Les affirmations suivantes concordent-elles avec l’extrait du texte ? Répondez à chacune par oui ou par non, en citant mot pour mot le passage qui tranche.
(a) L’auteur reproche à Alain d’avoir accusé Einstein de plagiat.
(b) L’auteur envisage qu’un article soit un jour écrit sur ce point.
(c) Selon l’auteur, pouvoir améliorer Newton suffit à prouver qu’il avait tort.

Extrait du texte
++++++++++++++++++++

@ Alain
Vous êtes comme bien des Français, charmant sous le caparaçon et les airs d’avoir déjà tué tout ours
Faire mouche depuis un char qui saute, rien qu’avec les formules ? Pffff, trop facile, considérez cela comme fait mon général !
Vous avez commencé par ***Les scientifiques n’ont jamais bricolé*** mais convenez déjà des bricolages, ficelles, cordes et noeuds des Pères de l’esprit scientifique. Vous n’étes pas rigide.
Et de plus, loin d’être aussi cocardier qu’on pourrait le croire, vous n’avez même pas sauté sur mon évocation d’Einstein pour dire qu’il avait plagié Pointcarré. Vous n’êtes pas vraiment mesquin.
(Faudrait quand même qu’un jour nous pondions un article sur ce point. Mais nous veillerons à ne pas conclure en Tartarin, à finir en manière de Russel qui disait qu’en philosophie on ne peut pas être toujours juste. Ce qui veut également dire que si l’on peut améliorer Newton, on n’établit pas pour autant qu’il avait tort ; ou que le correcteur sera à son tour corrigé)

++++++++++++++++++++

Données fournies
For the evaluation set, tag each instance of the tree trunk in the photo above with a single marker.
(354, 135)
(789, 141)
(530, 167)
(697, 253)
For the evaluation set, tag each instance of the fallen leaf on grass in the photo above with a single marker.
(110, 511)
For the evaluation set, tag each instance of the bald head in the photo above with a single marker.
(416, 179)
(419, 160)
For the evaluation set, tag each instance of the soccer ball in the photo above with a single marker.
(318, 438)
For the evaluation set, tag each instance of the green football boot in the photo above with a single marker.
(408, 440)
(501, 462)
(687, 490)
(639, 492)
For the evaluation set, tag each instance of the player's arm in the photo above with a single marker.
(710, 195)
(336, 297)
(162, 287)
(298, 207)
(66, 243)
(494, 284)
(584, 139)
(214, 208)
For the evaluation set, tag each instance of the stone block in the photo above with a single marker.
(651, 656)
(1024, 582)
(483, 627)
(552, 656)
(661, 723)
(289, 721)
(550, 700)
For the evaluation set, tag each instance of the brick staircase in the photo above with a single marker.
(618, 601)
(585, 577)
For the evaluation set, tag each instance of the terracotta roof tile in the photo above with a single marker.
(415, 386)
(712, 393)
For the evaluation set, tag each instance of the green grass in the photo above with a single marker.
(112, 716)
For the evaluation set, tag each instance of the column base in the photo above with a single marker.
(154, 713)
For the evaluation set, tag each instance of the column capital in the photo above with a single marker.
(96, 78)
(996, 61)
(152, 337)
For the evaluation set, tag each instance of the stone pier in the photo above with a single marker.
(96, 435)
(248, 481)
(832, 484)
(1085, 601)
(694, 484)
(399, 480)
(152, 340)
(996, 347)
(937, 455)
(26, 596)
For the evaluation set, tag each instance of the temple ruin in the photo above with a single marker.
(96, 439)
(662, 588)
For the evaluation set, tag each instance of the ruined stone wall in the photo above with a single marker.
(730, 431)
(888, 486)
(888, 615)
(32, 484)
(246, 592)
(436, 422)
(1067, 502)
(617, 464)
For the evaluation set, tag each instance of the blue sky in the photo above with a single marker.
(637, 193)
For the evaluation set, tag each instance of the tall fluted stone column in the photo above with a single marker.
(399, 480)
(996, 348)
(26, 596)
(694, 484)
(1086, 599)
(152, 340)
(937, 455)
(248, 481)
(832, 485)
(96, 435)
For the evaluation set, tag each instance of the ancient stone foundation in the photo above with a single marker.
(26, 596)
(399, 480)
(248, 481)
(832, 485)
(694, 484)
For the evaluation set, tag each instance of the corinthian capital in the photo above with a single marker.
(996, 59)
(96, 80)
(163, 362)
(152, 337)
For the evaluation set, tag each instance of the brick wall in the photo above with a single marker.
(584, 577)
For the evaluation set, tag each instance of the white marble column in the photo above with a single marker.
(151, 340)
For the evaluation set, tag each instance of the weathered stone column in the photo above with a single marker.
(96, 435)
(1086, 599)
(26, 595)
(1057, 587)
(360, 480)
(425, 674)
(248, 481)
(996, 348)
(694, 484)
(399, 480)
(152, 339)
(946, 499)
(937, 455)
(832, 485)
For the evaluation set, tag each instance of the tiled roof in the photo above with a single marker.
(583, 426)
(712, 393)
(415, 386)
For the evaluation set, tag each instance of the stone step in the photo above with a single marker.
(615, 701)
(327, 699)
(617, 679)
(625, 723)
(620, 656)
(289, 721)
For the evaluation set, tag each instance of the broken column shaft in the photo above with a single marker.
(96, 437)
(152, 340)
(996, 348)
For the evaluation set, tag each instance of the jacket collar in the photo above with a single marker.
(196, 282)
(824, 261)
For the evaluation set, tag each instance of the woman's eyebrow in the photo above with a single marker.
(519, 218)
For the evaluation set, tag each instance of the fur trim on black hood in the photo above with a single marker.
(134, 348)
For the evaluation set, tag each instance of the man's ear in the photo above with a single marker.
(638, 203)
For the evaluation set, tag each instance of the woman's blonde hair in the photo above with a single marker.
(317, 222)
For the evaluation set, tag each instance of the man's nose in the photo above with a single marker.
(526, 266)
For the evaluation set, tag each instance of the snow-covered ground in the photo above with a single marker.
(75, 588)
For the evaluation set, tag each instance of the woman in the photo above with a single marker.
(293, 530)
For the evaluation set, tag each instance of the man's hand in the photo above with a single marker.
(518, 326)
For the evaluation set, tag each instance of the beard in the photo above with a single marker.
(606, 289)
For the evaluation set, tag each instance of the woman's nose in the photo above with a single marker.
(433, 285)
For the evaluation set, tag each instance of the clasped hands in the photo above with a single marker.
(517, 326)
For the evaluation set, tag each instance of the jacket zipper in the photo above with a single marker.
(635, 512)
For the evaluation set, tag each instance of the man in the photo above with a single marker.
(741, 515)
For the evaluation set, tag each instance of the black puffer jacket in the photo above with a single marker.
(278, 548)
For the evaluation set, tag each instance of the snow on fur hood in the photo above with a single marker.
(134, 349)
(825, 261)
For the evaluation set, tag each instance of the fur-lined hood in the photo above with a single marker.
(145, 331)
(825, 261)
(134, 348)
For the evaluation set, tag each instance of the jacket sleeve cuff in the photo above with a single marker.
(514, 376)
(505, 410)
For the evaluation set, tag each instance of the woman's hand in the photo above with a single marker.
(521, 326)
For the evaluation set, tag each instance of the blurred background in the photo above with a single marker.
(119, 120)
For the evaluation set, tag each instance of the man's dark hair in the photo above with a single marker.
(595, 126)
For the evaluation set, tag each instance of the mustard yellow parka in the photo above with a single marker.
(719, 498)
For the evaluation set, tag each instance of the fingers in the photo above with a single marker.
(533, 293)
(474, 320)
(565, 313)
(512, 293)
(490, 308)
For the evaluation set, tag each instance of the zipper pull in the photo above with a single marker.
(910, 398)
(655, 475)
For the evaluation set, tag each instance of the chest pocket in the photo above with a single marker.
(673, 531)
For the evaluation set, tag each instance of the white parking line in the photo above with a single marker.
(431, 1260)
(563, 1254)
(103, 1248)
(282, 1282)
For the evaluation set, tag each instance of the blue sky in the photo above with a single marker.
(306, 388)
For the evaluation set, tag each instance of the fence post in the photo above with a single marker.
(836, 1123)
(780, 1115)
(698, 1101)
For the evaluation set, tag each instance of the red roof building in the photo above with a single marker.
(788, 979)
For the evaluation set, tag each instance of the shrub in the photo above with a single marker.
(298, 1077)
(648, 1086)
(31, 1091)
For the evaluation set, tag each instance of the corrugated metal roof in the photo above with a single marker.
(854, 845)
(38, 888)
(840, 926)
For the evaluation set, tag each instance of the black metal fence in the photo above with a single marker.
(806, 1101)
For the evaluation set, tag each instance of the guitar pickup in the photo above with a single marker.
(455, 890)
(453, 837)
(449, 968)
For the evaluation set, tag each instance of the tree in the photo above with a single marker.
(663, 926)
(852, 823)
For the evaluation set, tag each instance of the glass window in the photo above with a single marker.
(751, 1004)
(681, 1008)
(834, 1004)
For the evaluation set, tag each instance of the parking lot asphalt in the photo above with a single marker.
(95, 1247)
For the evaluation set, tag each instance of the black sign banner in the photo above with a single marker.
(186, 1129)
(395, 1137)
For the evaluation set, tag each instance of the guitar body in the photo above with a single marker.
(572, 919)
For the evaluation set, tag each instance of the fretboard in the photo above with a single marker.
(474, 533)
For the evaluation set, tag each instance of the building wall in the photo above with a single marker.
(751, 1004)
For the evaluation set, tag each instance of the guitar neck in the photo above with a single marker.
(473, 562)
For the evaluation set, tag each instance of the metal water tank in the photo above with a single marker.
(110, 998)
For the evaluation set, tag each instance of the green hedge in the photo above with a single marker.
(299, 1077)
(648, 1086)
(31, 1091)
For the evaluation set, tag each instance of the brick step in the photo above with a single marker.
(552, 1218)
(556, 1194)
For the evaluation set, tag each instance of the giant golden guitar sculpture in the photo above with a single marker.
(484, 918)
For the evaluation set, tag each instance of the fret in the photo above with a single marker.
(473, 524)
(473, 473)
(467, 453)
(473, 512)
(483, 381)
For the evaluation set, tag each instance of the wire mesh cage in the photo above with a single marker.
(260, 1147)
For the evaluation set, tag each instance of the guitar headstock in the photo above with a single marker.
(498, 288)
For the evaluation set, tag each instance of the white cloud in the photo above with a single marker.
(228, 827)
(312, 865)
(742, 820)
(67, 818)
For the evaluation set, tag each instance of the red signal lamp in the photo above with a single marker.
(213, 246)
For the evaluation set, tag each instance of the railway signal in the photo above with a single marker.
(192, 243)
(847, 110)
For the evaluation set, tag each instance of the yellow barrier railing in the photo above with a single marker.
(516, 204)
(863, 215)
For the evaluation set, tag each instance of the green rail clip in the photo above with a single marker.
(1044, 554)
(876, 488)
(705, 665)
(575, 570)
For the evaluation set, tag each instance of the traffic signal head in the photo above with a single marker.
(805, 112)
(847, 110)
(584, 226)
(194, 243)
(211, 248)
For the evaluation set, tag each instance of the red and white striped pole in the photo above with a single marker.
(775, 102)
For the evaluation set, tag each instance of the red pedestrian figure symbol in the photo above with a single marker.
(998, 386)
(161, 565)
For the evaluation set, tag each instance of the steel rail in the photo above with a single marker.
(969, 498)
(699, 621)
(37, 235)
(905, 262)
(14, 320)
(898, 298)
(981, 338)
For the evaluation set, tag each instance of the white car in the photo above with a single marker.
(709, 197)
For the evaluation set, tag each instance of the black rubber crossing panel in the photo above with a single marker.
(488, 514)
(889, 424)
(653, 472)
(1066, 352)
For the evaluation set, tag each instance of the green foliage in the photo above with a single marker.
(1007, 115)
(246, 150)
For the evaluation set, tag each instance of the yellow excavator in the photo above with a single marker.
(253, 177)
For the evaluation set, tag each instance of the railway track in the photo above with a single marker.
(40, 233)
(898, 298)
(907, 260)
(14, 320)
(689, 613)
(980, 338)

++++++++++++++++++++

Réponse attendue
(a) Non : « vous n’avez même pas sauté sur mon évocation d’Einstein pour dire qu’il avait plagié Pointcarré »
(b) Oui : « Faudrait quand même qu’un jour nous pondions un article sur ce point. »
(c) Non : « si l’on peut améliorer Newton, on n’établit pas pour autant qu’il avait tort »